### Rows

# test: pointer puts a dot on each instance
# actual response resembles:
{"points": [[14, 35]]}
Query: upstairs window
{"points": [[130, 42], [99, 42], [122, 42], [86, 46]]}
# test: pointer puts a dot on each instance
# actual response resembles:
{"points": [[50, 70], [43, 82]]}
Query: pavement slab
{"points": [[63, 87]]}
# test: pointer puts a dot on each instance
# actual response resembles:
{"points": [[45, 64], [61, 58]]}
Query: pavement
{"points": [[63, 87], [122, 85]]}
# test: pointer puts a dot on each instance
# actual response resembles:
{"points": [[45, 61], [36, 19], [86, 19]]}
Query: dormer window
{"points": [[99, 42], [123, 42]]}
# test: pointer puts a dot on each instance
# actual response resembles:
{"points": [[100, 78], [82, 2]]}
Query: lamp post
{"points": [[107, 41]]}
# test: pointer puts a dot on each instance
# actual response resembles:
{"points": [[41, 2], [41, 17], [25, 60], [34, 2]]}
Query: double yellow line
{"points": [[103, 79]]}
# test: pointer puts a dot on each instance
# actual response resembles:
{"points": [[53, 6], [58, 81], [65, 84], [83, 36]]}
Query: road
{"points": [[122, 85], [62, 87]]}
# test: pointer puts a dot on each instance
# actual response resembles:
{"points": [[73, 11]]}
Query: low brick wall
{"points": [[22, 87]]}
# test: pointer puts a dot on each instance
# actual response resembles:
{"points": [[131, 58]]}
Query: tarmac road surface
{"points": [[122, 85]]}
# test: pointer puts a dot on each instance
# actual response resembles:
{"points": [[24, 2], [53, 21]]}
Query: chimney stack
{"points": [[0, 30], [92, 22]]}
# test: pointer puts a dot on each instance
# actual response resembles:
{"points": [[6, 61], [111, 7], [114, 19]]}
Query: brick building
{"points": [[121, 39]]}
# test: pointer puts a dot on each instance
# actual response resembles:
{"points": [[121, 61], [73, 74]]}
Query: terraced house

######

Short problem => How many lines in the items above contain the string "road"? Treat uppercase and lowercase as different, and reply with the number alone.

Exercise output => 2